Dataset -
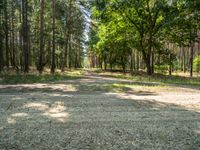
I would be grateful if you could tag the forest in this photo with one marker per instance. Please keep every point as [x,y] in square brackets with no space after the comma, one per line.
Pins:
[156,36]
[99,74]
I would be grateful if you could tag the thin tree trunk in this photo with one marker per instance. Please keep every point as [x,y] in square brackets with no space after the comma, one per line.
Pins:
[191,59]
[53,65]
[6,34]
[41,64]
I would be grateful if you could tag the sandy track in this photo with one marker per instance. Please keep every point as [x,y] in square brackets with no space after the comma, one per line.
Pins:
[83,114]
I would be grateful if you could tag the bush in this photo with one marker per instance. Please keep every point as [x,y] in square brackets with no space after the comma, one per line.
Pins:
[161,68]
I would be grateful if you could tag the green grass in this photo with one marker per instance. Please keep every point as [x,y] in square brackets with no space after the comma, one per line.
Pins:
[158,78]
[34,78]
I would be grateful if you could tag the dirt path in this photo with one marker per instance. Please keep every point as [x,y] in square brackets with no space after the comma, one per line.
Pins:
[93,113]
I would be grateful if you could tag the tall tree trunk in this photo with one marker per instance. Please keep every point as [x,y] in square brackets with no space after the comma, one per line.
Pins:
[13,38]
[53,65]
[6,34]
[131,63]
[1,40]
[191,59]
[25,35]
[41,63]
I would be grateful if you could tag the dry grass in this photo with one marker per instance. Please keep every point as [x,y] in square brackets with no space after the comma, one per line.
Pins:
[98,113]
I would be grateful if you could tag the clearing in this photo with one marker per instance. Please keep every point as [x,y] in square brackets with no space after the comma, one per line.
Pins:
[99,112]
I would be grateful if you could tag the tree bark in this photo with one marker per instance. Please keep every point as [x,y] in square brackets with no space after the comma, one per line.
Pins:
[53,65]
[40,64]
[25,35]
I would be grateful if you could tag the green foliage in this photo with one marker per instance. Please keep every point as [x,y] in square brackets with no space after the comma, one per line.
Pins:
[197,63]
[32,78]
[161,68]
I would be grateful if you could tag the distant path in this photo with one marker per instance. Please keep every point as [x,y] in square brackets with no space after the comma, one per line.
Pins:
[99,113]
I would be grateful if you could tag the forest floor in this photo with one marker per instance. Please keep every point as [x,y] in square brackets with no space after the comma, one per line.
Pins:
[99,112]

What is needed - Repeat the listing verbatim. Skip the pictures.

Solved exercise -
I would be grateful if you could tag the forest in this photo with one marker per instance. Please keep every point as [x,y] in square brackets with no space after the comma, one per line.
Pins:
[156,36]
[99,74]
I would be grateful if you could tag the thin tree trunk in this photo with one marker per instance. Please keep every point as [x,y] in square brackets with no space after the comma, one per line.
Pins:
[191,59]
[53,65]
[6,34]
[41,64]
I would be grateful if you could tag the sandy track in this photo with one marker per instance. Please keep every point as [x,y] in square brackets with no space after the comma, one per line.
Pins:
[83,114]
I would be grateful if you could tag the bush in this photo with one marker per instance. Please keep every point as [x,y] in square brackets with no space after the comma, one per line.
Pins:
[161,68]
I would be grateful if you could tag the green grass in this photo with one marker per instance. Please keep every point as [x,y] in square brackets with no space after the comma, one per line.
Pins:
[158,78]
[34,78]
I would be grateful if you could tag the dirt path in this photo with one marker per instance. Please keep every point as [x,y] in square brackets with no space after the comma, one per line.
Pins:
[93,113]
I would be grateful if you could tag the tall tree trunk in this photo with one marker per instance. Please keep every point as [x,y] in square brackets with no space after the comma, one per line.
Pins:
[13,38]
[53,65]
[6,34]
[131,63]
[1,40]
[191,59]
[25,35]
[41,63]
I would be grateful if you could tag the dry grass in this photo with one marker per instance. Please keep every point as [x,y] in square brackets with no space after the comma, one per line.
Pins:
[98,113]
I would be grateful if you could tag the clearing in this photo with one marker per instance. Please keep every point as [x,y] in square brackets with no space after the comma, one per line.
Pins:
[99,112]
I would be grateful if you could tag the tree bark in this photo with one marker per instance. Please keep every point as [x,y] in square brackets with no space after the comma, one per line.
Pins:
[53,65]
[40,64]
[25,35]
I would be grateful if you could tag the green foliage in this photo with one marker per instance. Please keep every point as [x,y] in square brackets with no space after the comma, one per line.
Pins:
[197,63]
[32,78]
[161,68]
I would be grateful if you could tag the distant path in this photo with one marker per instance. Please keep every point as [x,y] in square brackets with no space after the comma, one per line.
Pins:
[99,113]
I would be grateful if you could tag the forest floor in this photo with one marker per instance. Please keep every point as [x,y] in square brackets with no space after the comma, one per line.
Pins:
[99,112]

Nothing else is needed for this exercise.